> [RECORDS PROVIDED]

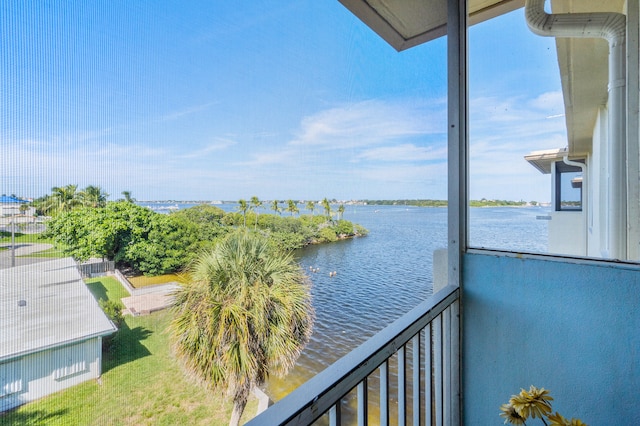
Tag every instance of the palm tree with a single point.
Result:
(245, 314)
(243, 207)
(311, 206)
(327, 208)
(291, 207)
(64, 199)
(274, 206)
(127, 197)
(255, 205)
(93, 196)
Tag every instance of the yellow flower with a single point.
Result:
(534, 403)
(558, 420)
(511, 415)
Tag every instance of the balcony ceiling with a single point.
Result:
(583, 63)
(584, 73)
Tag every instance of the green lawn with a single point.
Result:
(143, 280)
(5, 237)
(141, 384)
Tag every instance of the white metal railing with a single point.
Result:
(414, 360)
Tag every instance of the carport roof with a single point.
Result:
(45, 305)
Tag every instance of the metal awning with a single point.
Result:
(407, 23)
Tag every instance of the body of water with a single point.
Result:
(385, 274)
(380, 277)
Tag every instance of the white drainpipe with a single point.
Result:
(612, 27)
(585, 198)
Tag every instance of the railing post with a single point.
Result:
(363, 404)
(416, 377)
(458, 171)
(402, 386)
(384, 394)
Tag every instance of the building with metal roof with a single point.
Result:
(51, 330)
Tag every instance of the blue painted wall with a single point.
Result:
(571, 328)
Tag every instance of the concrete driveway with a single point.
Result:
(21, 250)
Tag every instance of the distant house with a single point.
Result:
(10, 206)
(51, 330)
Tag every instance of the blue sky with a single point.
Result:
(225, 100)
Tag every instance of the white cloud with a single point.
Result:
(369, 123)
(218, 144)
(405, 152)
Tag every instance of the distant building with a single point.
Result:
(51, 330)
(10, 206)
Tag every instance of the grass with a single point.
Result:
(143, 281)
(23, 238)
(141, 384)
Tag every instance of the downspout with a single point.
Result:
(585, 198)
(612, 27)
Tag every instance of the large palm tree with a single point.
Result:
(292, 207)
(245, 314)
(327, 208)
(243, 207)
(127, 197)
(274, 206)
(255, 205)
(64, 198)
(311, 206)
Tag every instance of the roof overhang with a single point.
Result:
(407, 23)
(542, 160)
(584, 73)
(583, 63)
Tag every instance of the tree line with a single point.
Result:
(443, 203)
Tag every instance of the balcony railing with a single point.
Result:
(425, 340)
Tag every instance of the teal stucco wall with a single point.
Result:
(568, 327)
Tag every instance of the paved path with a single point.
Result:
(21, 250)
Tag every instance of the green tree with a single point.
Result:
(292, 207)
(255, 205)
(63, 199)
(127, 197)
(245, 314)
(274, 206)
(243, 207)
(93, 196)
(311, 206)
(207, 218)
(149, 242)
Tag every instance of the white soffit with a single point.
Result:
(407, 23)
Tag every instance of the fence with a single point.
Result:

> [SET TASK]
Retype all of the items above word for word, leaving out the pictures.

> [ANSWER BELOW]
Tag every instance of the palm tree with a single point.
Result:
(245, 314)
(243, 207)
(311, 206)
(327, 208)
(291, 207)
(64, 199)
(274, 206)
(127, 197)
(255, 205)
(93, 196)
Tag every instance of the yellow flower with a single point.
Result:
(534, 403)
(558, 420)
(511, 415)
Tag every instance of the balcony ceiling with a single point.
Result:
(583, 63)
(584, 73)
Tag every instance of the green lawn with a single point.
Result:
(143, 280)
(5, 237)
(141, 384)
Tag every instance of the white metal railing with a single point.
Result:
(414, 360)
Tag every instance of the carport roof with a single point.
Result:
(45, 305)
Tag every instance of the metal awning with a single point.
Result:
(407, 23)
Tag every instance of the body of water with a single point.
Result:
(385, 274)
(380, 277)
Tag every instance of the white drainpipe with a single point.
Result:
(612, 27)
(585, 198)
Tag every instance of the railing post with a single point.
Result:
(363, 404)
(416, 377)
(458, 171)
(402, 386)
(384, 394)
Tag every instance of the building with metal roof with a single point.
Result:
(51, 330)
Tag every instance of the blue painted wall with a single point.
Result:
(571, 328)
Tag every instance of the concrete driveway with a single point.
Result:
(21, 250)
Tag every instance of the distant house with a single point.
Result:
(10, 206)
(51, 330)
Tag every instance of the blue sky with a single point.
Result:
(225, 100)
Tag every instance of the white cloud with a single point.
Result:
(369, 123)
(218, 144)
(405, 152)
Tag every instance of the distant building with a single point.
Result:
(51, 330)
(10, 206)
Tag every instance of the grass with a single point.
Result:
(143, 281)
(23, 238)
(141, 384)
Tag every instance of the downspout with a single point.
Result:
(585, 198)
(612, 27)
Tag every instance of the large palm tree with a single point.
Result:
(292, 207)
(245, 314)
(327, 208)
(243, 207)
(127, 197)
(274, 206)
(255, 205)
(64, 198)
(311, 206)
Tag every instance of the roof overhang with a single point.
Result:
(407, 23)
(542, 160)
(584, 73)
(583, 63)
Tag every instance of the tree line with a single point.
Result:
(443, 203)
Tag every instance of the balcony railing with a single point.
Result:
(425, 340)
Tag every instance of the teal stucco wall with a single point.
Result:
(568, 327)
Tag every instance of the paved path with a single point.
Result:
(21, 250)
Tag every instance of the green tree with a single point.
Result:
(292, 207)
(255, 205)
(63, 199)
(127, 197)
(245, 314)
(274, 206)
(243, 207)
(93, 196)
(311, 206)
(207, 218)
(149, 242)
Tag every instance of the white soffit with a single point.
Result:
(407, 23)
Tag every instance of the fence with a single point.
Result:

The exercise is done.